◆ Given records:
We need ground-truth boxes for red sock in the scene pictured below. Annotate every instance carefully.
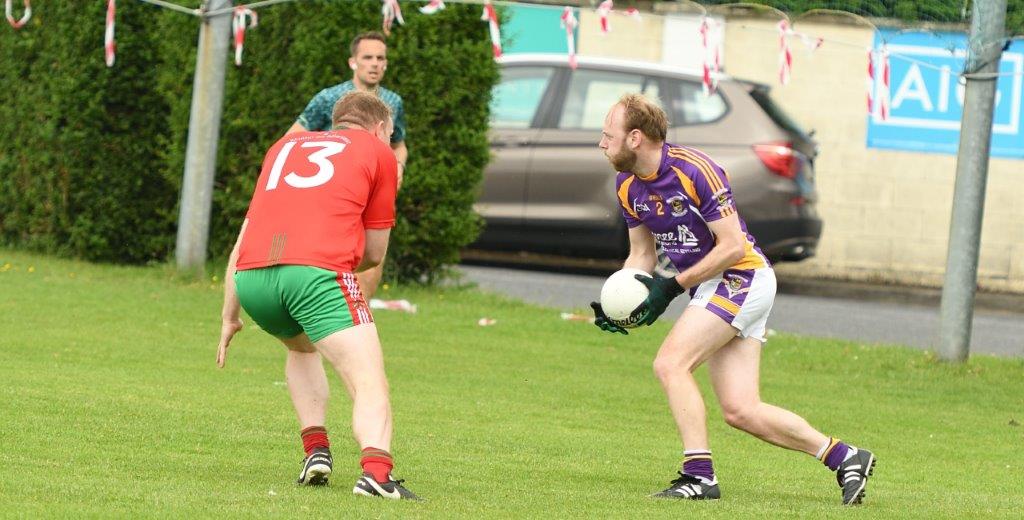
[299,426,331,457]
[359,447,394,484]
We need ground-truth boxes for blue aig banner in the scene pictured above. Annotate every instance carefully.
[867,30,1024,159]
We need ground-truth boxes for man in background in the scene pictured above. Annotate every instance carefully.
[288,32,409,298]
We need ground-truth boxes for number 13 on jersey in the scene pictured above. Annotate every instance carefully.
[266,141,346,191]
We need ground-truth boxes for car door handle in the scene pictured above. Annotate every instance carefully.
[490,137,534,148]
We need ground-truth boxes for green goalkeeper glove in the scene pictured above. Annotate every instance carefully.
[636,274,686,326]
[590,302,630,335]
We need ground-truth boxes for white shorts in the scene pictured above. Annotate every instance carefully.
[690,267,775,343]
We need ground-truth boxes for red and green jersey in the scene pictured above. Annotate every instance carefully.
[237,129,397,272]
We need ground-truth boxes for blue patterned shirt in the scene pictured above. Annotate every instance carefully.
[297,80,406,144]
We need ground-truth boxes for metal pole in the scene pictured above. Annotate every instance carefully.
[939,0,1007,361]
[174,0,231,273]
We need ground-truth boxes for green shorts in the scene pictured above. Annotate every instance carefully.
[234,265,374,342]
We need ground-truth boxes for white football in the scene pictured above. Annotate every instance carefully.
[601,267,650,329]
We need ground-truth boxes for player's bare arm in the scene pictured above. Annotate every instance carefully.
[623,224,657,272]
[676,213,746,288]
[217,219,249,369]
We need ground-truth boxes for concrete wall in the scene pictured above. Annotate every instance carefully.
[579,12,1024,292]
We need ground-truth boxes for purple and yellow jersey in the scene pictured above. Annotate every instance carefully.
[615,142,770,271]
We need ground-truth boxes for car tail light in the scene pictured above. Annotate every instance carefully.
[754,142,800,179]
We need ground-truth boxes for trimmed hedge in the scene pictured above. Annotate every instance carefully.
[0,0,499,280]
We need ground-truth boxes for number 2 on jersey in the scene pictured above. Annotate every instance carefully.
[266,141,345,191]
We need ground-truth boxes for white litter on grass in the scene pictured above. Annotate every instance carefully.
[370,298,416,314]
[561,312,594,323]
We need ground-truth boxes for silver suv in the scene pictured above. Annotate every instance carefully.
[470,54,821,261]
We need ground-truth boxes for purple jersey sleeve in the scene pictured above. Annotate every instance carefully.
[689,150,736,222]
[615,172,643,229]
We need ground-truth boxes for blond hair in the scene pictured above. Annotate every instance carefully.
[618,94,669,142]
[331,90,391,129]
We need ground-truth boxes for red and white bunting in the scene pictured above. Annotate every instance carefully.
[480,0,502,59]
[420,0,444,14]
[103,0,117,67]
[381,0,406,36]
[867,45,889,121]
[562,6,579,69]
[4,0,32,29]
[778,19,793,85]
[231,5,259,67]
[879,45,889,121]
[864,49,874,117]
[699,16,722,95]
[597,0,612,34]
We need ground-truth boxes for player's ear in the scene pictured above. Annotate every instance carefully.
[629,128,643,148]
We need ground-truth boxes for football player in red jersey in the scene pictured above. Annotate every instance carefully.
[217,92,418,500]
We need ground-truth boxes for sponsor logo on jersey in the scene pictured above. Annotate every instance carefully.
[651,224,699,248]
[723,274,751,298]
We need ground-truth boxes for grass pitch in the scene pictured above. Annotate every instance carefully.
[0,250,1024,519]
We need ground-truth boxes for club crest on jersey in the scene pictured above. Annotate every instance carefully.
[715,188,732,210]
[666,193,689,217]
[724,274,751,298]
[633,198,650,214]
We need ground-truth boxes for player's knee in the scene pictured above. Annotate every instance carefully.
[654,355,696,381]
[722,403,755,431]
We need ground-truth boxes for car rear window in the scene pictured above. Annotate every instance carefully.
[490,67,555,128]
[675,81,728,125]
[558,69,662,130]
[751,85,807,136]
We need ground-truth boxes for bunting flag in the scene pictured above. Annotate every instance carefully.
[597,0,612,34]
[480,0,502,59]
[381,0,406,36]
[699,16,722,95]
[103,0,117,67]
[420,0,444,14]
[864,49,874,117]
[778,19,793,85]
[4,0,32,29]
[562,6,579,69]
[867,45,889,121]
[231,5,259,67]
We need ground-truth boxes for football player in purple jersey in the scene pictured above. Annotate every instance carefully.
[591,94,876,505]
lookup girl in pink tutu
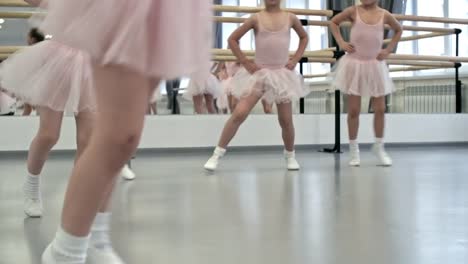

◆ What to work on: Copy all of the lines above word for word, leaving out the pictures.

◆ Correct output:
We need ground-truth boxes for red sock in the scene pictured below. Annotate every instance carefully.
[299,426,331,457]
[359,447,394,484]
We need ground-truth boxes for blue aig banner in the scene pictured above. Annotate every instance carefully.
[867,30,1024,159]
We need ground-truth boxes for man in background in the scene pictured above. Annotate every instance carefully.
[288,32,409,298]
We need ground-truth boxes for number 13 on jersey in the scene pictured above. Annotate every instance carefully.
[266,141,346,191]
We need ground-truth boxes for car door handle in the scene pictured above. Annotate every instance carefully.
[490,137,534,148]
We need ground-truth boxes for green goalkeeper glove in the scene pictured above. Annotate every instance carefully.
[636,274,686,326]
[590,302,630,335]
We need ground-truth boxes for white shorts in the scene pictured above. Annotate every instance carefully.
[690,267,775,343]
We need ground-truth boxes for red and green jersey in the scene pictured above. Annotate every instance carefully.
[237,129,397,272]
We need ground-truth boxes for blue patterned shirt in the scene pictured above. Annotate every instance carefully.
[297,80,406,144]
We need ground-truth boxes for metal pole in the scene pictured above. Annotate every instance carefully.
[939,0,1007,361]
[174,0,231,273]
We need ground-truth boxes for green shorts in the scene pictured above. Annotate every instance carefully.
[234,265,374,342]
We need ground-truth boxes for white football in the scene pictured above. Annotate every instance carefully.
[601,267,650,329]
We need ground-truth boxes for player's bare arm in the scene pictured above. Annotate every instance carefully.
[623,224,657,272]
[676,213,746,288]
[217,219,249,369]
We need ground-truth boxes for concrete wall in the scene pictured above. Annotate every instance carefully.
[579,12,1024,292]
We need ground-truth boxes for purple and yellow jersey in the scene pictured above. Annotate every instance carefully.
[615,142,770,271]
We need ground-truth boxes for car tail light in the scene pictured above. Annotate every instance carefully.
[754,142,800,179]
We need ground-truth boxes for trimmed hedge in the scene pictured above. Annotate every instance carefully.
[0,0,499,280]
We need ground-truth boxes for number 2 on jersey in the scene pictured above. Annotate every instance carefully.
[266,141,345,191]
We need ground-truth boxes for white litter on grass in the scene pictured above. Annotate every instance carefully.
[370,298,416,314]
[561,312,594,323]
We need ground-truth boxes for silver suv in the scene pictured above. Annotate every instance carefully.
[470,54,821,261]
We need ground-truth boxes for purple jersey sleeve in the scene pictured above. Annotate every instance carefully.
[689,150,736,222]
[615,172,643,229]
We need ground-truth boxes for blond hair in the scene pictured above. Annotate every instance carefully.
[618,94,669,142]
[331,90,391,129]
We need ground-truth boxes for red and white bunting in the scene pictured above. Annotate every instance carefully.
[480,0,502,59]
[420,0,444,14]
[103,0,117,67]
[381,0,406,36]
[867,45,889,121]
[562,6,579,69]
[4,0,32,29]
[778,19,793,85]
[231,5,259,67]
[879,45,889,121]
[864,49,874,117]
[699,16,722,95]
[597,0,612,34]
We need ground-truth boxes for player's ear in the scene pictured above. Annotate every instance carefully.
[629,128,643,148]
We need ground-truth boxes for football player in red jersey in the scene pictured above. Annotate every instance carefully.
[217,92,418,500]
We need ground-truth boxes for sponsor logo on jersey in the scene pictured above. Annotate every instance carefully.
[651,224,699,248]
[723,274,751,298]
We need ground-truth boxes for grass pitch in the scene pictured above. Annotate every instance carefully.
[0,250,1024,519]
We need ground-truth boxes for club crest on jersey in the scene pictured above. Annotate every instance carefully.
[715,188,732,210]
[666,193,689,217]
[724,274,751,298]
[633,198,650,214]
We need ground-truth boxes for player's knee in the scene pictured above. Annotate every instance carefully.
[654,355,696,381]
[722,403,755,431]
We need ground-truth boxes for car rear window in the scene pictured above. Annotate every instance carefully.
[490,67,555,128]
[675,81,728,125]
[558,69,662,130]
[751,85,807,136]
We need ground-truth boxes for bunting flag in the scene pictured above. Annotate every instance carefully.
[597,0,612,34]
[480,0,502,59]
[381,0,406,36]
[699,16,722,95]
[103,0,117,67]
[420,0,444,14]
[864,49,874,117]
[778,19,793,85]
[4,0,32,29]
[562,6,579,69]
[867,45,889,121]
[231,5,259,67]
We need ground-truth boxes for football player in purple jersey in the scene pictured above. Annotate every instance carefully.
[591,94,876,505]
lookup girl in pink tutu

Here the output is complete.